● Exercise description
Change every occurrence of "One point per instance" to "A single point for each instance" throughout the records below, keeping all other text as it is.

═════ Material for this exercise

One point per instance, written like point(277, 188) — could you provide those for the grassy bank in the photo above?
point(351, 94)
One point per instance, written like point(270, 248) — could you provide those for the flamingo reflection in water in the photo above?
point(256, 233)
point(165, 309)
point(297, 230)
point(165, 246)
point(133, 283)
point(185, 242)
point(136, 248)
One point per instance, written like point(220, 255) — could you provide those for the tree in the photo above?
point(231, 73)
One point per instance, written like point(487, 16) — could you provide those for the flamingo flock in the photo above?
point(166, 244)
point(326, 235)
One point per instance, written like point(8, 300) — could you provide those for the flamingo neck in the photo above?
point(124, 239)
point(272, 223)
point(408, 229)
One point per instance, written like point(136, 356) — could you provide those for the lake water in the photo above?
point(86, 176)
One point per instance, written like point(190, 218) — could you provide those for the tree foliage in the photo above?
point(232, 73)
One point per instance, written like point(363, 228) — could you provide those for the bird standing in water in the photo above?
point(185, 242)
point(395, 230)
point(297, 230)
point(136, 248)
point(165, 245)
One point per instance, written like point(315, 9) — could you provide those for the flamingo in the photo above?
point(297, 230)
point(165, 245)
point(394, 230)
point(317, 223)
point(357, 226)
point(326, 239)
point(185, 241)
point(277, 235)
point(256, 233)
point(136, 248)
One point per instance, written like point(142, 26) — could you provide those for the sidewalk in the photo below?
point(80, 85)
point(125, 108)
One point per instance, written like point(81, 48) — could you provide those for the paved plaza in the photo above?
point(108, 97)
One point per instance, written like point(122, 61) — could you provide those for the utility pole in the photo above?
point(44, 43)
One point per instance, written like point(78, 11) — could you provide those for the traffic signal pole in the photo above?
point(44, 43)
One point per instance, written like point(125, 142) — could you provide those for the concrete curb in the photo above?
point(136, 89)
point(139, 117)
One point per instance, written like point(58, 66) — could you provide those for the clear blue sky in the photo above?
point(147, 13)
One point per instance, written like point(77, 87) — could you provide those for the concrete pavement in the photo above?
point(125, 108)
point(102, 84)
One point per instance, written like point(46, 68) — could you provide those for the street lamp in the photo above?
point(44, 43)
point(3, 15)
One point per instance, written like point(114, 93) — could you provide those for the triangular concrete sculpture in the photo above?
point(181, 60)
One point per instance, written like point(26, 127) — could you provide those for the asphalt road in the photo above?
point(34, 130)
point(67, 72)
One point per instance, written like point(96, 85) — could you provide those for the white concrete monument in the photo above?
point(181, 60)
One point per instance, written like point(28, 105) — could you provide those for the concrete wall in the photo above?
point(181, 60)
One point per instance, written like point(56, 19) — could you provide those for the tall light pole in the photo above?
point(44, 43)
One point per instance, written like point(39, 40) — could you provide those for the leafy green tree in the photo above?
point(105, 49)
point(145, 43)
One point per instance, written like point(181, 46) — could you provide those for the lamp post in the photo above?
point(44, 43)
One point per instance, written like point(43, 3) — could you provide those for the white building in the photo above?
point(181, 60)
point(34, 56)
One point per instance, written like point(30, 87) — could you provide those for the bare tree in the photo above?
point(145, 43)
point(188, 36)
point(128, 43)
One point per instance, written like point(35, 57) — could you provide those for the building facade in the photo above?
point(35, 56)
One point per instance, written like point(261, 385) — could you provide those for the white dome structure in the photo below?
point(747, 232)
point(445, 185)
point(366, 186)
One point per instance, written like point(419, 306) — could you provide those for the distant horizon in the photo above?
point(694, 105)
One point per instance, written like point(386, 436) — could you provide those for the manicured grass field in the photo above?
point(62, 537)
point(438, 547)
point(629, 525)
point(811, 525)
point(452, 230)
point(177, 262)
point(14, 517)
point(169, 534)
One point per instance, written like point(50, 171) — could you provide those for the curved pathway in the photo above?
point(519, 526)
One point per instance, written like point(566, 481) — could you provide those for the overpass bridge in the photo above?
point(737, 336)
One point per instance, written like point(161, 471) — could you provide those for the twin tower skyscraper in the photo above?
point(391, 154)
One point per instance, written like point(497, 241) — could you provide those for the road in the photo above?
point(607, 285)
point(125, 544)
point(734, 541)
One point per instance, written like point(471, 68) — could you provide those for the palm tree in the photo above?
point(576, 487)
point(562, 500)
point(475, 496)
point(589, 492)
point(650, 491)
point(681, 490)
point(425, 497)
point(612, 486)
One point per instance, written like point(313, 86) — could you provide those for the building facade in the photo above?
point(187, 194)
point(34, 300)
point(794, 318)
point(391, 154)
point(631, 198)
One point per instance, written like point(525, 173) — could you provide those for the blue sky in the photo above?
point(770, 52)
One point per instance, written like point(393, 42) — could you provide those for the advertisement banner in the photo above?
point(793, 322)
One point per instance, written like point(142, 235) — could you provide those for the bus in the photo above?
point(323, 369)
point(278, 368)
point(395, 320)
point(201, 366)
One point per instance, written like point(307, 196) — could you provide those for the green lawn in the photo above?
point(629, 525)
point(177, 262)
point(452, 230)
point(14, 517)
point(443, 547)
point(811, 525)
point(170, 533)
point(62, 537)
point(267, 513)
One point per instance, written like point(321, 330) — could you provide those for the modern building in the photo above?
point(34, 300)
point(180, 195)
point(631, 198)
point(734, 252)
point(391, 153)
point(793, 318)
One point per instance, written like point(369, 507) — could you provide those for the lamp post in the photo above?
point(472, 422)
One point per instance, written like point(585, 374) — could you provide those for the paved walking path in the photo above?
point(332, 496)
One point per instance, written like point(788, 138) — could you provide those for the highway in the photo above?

══════════

● Solution to this task
A single point for each instance, written like point(277, 188) — could you provide those for the grassy bank in the photo above?
point(351, 94)
A single point for each instance, written like point(270, 248) — could you provide those for the flamingo reflection in water in the photo above?
point(256, 233)
point(165, 309)
point(297, 230)
point(165, 246)
point(133, 283)
point(185, 242)
point(136, 248)
A single point for each instance, written like point(220, 255) — could you provide those for the tree in the photo above?
point(231, 73)
A single point for each instance, written like point(487, 16) — could you provide those for the flamingo flock in the photo above?
point(166, 244)
point(326, 235)
A single point for each instance, written like point(8, 300) — could you provide those for the flamingo neck in the photo above?
point(124, 239)
point(272, 223)
point(408, 229)
A single point for each instance, written like point(136, 356) — could you provide those for the lake water in the photo above?
point(86, 176)
A single point for each instance, written like point(190, 218) — could you provide those for the tree foliage in the photo above?
point(232, 73)
A single point for each instance, written like point(363, 228) — could you provide those for the bird standing in water in the photo above?
point(185, 242)
point(395, 230)
point(297, 230)
point(136, 248)
point(165, 245)
A single point for each instance, written like point(315, 9) — could you provide those for the flamingo in the photo above?
point(297, 230)
point(165, 245)
point(394, 230)
point(317, 223)
point(357, 226)
point(326, 239)
point(185, 241)
point(277, 235)
point(256, 233)
point(136, 248)
A single point for each instance, written like point(142, 26) — could you provide those for the sidewalk in the photo below?
point(80, 85)
point(125, 108)
A single point for each instance, written like point(81, 48) — could you provide those for the paved plaza in the photo above?
point(108, 97)
A single point for each instance, written like point(122, 61) — could you provide those for the utility pole in the photo above?
point(44, 43)
A single point for each instance, written like point(78, 11) — could you provide those for the traffic signal pole in the photo above?
point(44, 43)
A single point for each instance, written like point(125, 142) — could you provide those for the concrete curb in the photo above?
point(136, 89)
point(139, 117)
A single point for each instance, written like point(58, 66) — could you provide those for the clear blue sky in the photo above?
point(147, 13)
A single point for each instance, written like point(77, 87) — could you provide those for the concrete pavement in the photo above?
point(125, 108)
point(102, 84)
A single point for each instance, written like point(46, 68) — could you provide those for the street lamp in the photo above?
point(44, 43)
point(3, 15)
A single point for each instance, written like point(114, 93) — could you provide those for the triangular concrete sculpture in the photo above?
point(181, 60)
A single point for each instance, written like point(26, 127) — could you provide those for the asphalt road in the photo above?
point(34, 130)
point(67, 72)
A single point for each instance, written like point(96, 85) — could you provide those for the white concrete monument in the photo above?
point(181, 60)
A single point for each instance, written like point(28, 105) — could you provide those for the concrete wall in the photo above?
point(181, 60)
A single point for each instance, written like point(56, 19) — could you provide those for the tall light pole in the photo above?
point(44, 43)
A single point for each instance, written like point(39, 40) — could you provide those for the leafy green tree in the photo above?
point(105, 49)
point(145, 43)
A single point for each instance, written like point(181, 46) — could you provide those for the lamp post in the photo above?
point(44, 43)
A single point for each instance, written like point(43, 3) — could you provide those for the white building in the photo above?
point(181, 60)
point(34, 56)
A single point for each instance, written like point(30, 87) — could you provide those for the bare tree in the photo above?
point(145, 43)
point(188, 36)
point(128, 43)
A single point for each instance, written like point(35, 57) — could you provide those for the building facade in the photo above?
point(35, 56)
A single point for each instance, written like point(261, 385) — could you provide those for the white dome structure in the photo below?
point(747, 232)
point(445, 185)
point(366, 186)
A single point for each instance, written like point(419, 306) — could you provide those for the distant horizon in the photo above?
point(694, 105)
A single point for each instance, written like point(386, 436) — could you provide those for the manicured grass field in the photo above?
point(62, 537)
point(438, 547)
point(629, 525)
point(811, 525)
point(452, 230)
point(177, 262)
point(14, 517)
point(169, 534)
A single point for each instance, written like point(50, 171) — could you provide those for the curved pathway in the photo above?
point(519, 526)
A single point for each instance, written like point(566, 481) — could you provide those for the overpass bridge in the photo above?
point(737, 336)
A single point for each instance, written like point(161, 471) — could you provide those for the twin tower skyscraper in the photo above?
point(391, 154)
A single point for each instance, written like point(497, 241) — could you provide those for the road in the photo above?
point(607, 285)
point(125, 544)
point(734, 541)
A single point for each instance, written like point(471, 68) — could you provide those for the palm tree in the photo above?
point(576, 487)
point(562, 500)
point(475, 496)
point(589, 492)
point(650, 491)
point(681, 490)
point(425, 497)
point(612, 486)
A single point for each instance, written like point(313, 86) — could you provide those for the building facade in the photo above?
point(187, 194)
point(34, 300)
point(794, 318)
point(391, 154)
point(631, 198)
A single point for each instance, written like point(525, 173) — could you provide those for the blue sky in the photo above?
point(770, 52)
A single point for each instance, written like point(393, 42) — could you provide those for the advertisement banner in the photo above?
point(793, 322)
A single point for each instance, written like point(142, 235) — could you provide those for the bus in the photo above?
point(323, 369)
point(278, 368)
point(395, 320)
point(201, 366)
A single point for each instance, written like point(307, 196) — could you provide those for the green lawn in the photo above?
point(629, 525)
point(177, 262)
point(452, 230)
point(14, 517)
point(443, 547)
point(811, 525)
point(170, 533)
point(62, 537)
point(267, 513)
A single point for each instance, written like point(321, 330) — could you provide those for the modern building in the photo above?
point(34, 300)
point(180, 195)
point(631, 198)
point(734, 252)
point(391, 153)
point(793, 318)
A single point for each instance, written like point(369, 507) — could you provide those for the lamp post in the photo above?
point(472, 422)
A single point for each instance, written like point(585, 374) — could you provide those for the paved walking path in the photo above?
point(332, 496)
A single point for each instance, written like point(788, 138) — could you provide those for the highway in the photo above?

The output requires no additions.